◆ INFORMATION PROVIDED:
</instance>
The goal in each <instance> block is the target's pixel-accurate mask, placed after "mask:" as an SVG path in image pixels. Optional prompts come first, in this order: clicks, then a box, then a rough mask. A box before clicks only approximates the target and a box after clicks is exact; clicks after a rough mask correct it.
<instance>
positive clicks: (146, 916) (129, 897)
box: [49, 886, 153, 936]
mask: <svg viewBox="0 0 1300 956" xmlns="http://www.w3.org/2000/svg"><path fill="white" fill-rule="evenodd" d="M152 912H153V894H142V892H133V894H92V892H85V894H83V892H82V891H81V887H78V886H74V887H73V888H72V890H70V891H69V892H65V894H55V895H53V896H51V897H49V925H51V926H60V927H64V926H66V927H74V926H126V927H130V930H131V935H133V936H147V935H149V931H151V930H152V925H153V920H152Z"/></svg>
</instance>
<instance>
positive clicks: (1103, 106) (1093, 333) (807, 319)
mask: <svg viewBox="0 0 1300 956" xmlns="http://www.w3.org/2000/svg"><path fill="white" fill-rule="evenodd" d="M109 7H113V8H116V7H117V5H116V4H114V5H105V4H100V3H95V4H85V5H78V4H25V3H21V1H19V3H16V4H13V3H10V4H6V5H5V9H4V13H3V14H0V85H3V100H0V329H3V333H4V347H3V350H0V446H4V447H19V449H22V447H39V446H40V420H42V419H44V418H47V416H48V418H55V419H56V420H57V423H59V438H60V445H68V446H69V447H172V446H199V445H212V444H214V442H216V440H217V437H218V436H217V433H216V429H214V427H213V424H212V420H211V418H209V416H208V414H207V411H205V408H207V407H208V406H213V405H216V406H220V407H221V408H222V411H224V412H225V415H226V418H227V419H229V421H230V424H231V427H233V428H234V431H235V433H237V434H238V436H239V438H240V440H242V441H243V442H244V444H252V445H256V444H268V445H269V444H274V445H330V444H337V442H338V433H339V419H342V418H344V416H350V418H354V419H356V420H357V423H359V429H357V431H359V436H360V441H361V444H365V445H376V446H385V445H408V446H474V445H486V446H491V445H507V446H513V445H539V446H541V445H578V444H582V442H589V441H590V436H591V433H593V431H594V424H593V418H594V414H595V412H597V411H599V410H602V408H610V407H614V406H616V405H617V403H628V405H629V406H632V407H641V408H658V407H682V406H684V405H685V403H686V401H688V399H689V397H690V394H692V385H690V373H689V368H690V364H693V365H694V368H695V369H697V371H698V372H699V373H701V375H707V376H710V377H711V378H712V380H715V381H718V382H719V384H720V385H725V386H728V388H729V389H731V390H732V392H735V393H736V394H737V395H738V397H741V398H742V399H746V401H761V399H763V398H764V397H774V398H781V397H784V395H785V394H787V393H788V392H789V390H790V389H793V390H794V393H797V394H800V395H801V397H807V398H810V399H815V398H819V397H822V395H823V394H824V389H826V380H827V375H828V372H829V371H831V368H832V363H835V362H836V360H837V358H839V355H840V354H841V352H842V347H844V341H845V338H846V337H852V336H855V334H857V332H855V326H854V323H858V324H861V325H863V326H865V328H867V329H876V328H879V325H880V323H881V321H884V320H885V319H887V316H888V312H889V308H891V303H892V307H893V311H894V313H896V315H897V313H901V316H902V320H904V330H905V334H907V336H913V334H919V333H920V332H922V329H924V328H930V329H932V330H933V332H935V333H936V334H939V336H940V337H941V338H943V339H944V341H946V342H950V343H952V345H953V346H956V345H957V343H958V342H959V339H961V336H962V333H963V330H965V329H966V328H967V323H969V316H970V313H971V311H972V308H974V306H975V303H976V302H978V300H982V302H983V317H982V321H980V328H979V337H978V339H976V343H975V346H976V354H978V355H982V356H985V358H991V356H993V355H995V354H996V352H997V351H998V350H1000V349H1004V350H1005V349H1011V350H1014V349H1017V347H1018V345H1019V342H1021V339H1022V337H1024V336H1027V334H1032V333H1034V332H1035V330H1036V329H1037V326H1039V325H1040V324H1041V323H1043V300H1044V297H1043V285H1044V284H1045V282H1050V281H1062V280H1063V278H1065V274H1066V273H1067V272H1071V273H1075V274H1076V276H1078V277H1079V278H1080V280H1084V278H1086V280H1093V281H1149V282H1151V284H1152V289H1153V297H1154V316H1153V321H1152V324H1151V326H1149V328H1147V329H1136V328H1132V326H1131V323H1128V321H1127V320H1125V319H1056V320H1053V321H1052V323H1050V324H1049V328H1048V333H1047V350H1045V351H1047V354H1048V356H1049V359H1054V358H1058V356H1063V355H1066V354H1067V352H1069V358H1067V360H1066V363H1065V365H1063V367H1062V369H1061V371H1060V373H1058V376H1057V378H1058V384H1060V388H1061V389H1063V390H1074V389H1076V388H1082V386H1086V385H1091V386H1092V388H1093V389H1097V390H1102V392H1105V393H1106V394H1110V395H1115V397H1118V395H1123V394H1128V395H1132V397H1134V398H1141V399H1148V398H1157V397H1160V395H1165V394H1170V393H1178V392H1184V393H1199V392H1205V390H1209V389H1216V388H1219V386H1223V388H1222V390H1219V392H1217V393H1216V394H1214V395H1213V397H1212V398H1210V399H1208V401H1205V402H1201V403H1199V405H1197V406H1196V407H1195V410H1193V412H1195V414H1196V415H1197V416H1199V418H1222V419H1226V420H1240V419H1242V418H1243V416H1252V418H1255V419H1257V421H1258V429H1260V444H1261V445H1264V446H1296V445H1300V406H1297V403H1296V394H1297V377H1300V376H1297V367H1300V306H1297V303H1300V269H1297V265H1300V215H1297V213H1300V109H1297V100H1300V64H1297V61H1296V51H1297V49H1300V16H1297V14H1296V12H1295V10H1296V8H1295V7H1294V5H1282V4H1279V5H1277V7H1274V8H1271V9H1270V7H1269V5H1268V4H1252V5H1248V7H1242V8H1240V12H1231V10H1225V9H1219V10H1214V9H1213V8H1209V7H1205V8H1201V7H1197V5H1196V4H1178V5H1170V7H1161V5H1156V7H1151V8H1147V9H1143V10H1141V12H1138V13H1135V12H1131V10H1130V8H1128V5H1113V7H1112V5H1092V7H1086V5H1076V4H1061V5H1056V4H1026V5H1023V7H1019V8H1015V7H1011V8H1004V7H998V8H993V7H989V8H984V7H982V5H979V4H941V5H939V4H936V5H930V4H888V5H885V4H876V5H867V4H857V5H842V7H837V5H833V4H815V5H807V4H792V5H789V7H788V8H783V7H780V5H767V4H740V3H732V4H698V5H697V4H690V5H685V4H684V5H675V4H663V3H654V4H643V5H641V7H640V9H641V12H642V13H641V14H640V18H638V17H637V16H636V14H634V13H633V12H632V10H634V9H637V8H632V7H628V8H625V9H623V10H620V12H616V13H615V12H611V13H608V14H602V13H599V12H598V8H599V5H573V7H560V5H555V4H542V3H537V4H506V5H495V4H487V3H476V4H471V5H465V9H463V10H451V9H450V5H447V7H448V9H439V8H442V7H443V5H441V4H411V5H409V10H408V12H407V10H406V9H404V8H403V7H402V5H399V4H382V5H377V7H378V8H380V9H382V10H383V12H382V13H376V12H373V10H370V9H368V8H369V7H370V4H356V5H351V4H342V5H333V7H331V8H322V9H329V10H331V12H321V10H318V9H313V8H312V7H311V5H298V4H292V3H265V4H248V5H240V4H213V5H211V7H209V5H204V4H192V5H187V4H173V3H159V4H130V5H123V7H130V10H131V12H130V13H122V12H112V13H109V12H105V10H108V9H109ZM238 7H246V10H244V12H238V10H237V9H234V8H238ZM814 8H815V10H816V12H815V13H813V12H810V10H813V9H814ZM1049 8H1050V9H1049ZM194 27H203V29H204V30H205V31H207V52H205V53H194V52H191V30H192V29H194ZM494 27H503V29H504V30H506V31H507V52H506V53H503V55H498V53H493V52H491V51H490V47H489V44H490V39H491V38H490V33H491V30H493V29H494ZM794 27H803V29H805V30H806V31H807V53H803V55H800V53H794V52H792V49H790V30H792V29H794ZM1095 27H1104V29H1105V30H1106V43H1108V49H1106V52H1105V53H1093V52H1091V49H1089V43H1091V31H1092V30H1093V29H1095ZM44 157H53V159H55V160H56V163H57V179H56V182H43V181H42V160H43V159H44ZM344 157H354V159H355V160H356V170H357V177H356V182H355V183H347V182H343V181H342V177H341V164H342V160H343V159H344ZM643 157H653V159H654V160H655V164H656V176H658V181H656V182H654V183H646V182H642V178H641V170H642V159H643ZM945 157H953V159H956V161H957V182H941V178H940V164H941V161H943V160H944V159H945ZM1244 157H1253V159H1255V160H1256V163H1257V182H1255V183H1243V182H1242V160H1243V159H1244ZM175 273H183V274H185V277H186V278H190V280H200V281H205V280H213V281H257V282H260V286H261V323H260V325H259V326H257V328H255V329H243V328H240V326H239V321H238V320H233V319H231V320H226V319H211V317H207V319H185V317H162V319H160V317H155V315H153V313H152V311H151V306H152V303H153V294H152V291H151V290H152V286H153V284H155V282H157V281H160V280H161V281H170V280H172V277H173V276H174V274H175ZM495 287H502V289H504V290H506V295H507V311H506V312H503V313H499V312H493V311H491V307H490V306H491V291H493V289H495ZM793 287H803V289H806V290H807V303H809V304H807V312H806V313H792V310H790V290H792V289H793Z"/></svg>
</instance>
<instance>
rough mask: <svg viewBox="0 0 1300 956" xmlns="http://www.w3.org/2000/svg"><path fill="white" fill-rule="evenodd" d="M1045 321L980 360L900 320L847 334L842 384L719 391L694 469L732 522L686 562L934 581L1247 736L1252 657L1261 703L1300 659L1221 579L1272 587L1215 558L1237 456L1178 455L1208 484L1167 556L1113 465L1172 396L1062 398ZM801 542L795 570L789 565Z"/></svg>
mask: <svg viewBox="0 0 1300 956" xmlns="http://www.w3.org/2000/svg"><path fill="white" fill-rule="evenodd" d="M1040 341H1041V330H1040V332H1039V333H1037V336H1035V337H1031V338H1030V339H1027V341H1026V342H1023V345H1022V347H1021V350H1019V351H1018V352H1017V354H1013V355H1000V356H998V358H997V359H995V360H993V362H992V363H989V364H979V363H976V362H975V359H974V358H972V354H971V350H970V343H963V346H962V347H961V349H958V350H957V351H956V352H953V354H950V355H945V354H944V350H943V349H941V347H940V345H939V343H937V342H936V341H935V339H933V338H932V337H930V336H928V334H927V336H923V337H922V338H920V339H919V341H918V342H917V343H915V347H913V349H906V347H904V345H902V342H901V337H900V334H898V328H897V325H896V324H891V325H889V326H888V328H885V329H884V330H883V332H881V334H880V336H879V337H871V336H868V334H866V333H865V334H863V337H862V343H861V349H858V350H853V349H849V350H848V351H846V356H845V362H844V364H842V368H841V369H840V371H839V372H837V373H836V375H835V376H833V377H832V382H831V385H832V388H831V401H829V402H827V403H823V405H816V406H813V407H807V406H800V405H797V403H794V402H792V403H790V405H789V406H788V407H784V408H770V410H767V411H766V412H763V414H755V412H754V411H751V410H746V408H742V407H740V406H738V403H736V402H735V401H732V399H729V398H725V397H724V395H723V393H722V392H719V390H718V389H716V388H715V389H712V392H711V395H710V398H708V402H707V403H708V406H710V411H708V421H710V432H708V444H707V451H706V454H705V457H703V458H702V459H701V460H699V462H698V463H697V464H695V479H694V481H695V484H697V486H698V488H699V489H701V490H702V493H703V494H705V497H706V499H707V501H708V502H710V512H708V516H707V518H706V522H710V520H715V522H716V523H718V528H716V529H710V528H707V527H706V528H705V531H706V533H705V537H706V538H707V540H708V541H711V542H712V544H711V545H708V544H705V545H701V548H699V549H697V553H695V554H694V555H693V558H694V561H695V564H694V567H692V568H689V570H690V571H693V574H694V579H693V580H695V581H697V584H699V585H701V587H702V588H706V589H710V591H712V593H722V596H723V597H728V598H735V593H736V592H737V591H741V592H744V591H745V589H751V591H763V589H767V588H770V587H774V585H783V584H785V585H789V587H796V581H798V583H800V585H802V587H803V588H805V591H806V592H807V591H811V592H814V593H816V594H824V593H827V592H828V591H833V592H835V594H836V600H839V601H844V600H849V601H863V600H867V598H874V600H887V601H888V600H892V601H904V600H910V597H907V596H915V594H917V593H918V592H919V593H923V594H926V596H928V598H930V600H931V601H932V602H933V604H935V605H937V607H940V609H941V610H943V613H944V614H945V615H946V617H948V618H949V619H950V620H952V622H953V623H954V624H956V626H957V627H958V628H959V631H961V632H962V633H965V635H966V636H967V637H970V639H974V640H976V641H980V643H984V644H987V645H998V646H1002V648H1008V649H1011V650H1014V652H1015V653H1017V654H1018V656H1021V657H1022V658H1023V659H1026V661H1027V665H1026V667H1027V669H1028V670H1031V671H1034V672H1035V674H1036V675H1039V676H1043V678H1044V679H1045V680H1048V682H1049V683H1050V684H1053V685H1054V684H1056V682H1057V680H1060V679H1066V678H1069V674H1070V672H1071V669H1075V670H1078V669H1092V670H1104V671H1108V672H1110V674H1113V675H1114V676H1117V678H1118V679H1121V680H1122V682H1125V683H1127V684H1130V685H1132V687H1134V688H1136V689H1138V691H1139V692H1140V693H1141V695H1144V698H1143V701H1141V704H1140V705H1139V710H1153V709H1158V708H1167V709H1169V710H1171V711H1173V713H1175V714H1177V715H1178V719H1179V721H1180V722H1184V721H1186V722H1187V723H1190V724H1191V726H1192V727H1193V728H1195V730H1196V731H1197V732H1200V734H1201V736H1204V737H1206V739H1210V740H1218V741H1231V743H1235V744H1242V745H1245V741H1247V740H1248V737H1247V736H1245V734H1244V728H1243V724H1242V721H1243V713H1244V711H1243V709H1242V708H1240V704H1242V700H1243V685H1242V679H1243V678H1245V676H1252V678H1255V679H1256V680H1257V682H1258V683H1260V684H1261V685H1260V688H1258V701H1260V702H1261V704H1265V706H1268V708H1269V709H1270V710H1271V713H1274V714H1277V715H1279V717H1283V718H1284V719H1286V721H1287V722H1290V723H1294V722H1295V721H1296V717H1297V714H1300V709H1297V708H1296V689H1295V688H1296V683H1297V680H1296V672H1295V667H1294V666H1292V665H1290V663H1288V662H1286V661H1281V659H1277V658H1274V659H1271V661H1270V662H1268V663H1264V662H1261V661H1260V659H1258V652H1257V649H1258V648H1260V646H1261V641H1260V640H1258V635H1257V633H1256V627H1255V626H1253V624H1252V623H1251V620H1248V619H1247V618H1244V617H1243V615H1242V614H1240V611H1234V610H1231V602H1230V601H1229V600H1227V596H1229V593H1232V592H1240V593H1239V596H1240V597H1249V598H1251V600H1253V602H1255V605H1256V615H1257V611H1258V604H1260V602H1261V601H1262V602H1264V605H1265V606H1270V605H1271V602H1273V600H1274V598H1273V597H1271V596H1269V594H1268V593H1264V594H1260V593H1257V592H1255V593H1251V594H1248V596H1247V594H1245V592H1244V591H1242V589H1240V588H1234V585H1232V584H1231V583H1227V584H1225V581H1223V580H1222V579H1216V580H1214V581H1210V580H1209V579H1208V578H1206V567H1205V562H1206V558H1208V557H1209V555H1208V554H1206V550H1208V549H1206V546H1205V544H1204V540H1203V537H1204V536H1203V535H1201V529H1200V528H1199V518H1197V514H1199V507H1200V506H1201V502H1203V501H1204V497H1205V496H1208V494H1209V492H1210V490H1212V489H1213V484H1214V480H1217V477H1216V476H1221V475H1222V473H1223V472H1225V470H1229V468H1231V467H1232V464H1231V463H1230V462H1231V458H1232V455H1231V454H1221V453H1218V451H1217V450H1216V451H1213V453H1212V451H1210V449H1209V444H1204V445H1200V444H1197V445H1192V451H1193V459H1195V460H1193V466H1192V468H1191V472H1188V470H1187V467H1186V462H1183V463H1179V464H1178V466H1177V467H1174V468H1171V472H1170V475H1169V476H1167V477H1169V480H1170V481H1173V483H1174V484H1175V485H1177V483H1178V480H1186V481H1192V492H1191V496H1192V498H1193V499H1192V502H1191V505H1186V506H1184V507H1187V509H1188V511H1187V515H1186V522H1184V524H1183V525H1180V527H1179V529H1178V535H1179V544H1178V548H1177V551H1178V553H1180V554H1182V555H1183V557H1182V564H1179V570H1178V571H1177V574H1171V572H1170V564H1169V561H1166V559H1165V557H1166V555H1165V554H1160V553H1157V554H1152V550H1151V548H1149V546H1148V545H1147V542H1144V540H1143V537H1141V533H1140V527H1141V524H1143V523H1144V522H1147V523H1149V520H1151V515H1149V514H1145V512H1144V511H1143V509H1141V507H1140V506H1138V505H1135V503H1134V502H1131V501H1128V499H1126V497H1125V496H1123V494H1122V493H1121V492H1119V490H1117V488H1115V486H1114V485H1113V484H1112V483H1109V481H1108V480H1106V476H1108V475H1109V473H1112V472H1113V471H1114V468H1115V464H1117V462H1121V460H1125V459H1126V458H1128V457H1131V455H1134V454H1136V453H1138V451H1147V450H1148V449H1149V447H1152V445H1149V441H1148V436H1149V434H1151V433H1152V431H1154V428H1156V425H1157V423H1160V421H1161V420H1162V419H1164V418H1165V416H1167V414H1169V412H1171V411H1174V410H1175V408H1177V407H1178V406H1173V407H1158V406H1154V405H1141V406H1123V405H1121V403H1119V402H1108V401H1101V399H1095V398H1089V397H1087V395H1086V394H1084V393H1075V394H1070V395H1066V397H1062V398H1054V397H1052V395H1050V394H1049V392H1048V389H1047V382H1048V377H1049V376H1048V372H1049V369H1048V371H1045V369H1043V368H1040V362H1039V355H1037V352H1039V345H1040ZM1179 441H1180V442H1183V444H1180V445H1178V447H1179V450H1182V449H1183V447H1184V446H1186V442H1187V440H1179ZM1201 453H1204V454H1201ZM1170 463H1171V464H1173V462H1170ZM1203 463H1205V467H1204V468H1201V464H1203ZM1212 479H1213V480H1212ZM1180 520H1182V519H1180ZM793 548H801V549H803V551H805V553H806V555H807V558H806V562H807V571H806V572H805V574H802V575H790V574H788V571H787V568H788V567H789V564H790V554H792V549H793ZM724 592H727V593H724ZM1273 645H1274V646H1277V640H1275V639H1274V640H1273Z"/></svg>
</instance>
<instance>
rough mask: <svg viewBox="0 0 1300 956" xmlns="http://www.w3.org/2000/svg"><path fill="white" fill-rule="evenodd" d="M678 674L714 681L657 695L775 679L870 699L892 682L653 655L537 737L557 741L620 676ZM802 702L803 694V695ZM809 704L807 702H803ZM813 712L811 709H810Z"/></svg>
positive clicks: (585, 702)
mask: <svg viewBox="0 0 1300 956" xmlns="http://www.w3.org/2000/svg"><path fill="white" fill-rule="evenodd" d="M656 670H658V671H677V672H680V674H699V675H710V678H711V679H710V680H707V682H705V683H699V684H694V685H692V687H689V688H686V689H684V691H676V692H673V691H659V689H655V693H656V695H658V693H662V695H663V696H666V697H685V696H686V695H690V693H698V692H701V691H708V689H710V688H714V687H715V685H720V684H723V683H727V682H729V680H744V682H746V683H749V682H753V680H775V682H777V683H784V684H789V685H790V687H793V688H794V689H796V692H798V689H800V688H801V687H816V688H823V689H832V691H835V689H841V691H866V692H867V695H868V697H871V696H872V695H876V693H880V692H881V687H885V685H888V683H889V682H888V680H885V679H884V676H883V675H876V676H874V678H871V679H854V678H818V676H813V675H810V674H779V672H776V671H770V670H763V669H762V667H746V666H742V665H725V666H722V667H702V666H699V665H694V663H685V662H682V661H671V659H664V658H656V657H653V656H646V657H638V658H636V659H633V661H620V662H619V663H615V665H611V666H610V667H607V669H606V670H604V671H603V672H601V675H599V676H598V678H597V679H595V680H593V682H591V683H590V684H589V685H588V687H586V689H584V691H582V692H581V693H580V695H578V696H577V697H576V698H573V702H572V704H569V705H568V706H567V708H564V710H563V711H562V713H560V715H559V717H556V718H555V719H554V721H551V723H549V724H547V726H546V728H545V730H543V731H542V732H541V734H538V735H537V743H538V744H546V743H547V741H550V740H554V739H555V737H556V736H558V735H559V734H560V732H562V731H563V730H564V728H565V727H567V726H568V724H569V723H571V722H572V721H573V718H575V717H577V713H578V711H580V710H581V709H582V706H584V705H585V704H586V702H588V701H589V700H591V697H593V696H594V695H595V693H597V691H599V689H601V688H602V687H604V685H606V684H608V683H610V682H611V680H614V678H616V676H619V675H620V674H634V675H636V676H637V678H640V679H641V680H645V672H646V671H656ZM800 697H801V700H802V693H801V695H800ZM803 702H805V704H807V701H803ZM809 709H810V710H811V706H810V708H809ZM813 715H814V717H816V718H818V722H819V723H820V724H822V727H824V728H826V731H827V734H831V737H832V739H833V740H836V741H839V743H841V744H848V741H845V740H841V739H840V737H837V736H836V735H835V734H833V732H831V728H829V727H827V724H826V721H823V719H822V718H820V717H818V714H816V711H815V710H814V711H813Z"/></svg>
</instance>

◆ WHAT TO DO: The job is to copy each line from the material above that holds the word "clicks".

◆ RESULT OF THE TASK:
The goal in each <instance> block is the target's pixel-accurate mask, placed after "mask:" as an SVG path in image pixels. Optional prompts come first, in this order: clicks, then a box, then a rough mask. A box before clicks only approximates the target and a box after clicks is exact; clicks after a rough mask correct it.
positive clicks: (146, 916) (129, 897)
positive clicks: (1103, 106) (1093, 333) (807, 319)
positive clicks: (585, 702)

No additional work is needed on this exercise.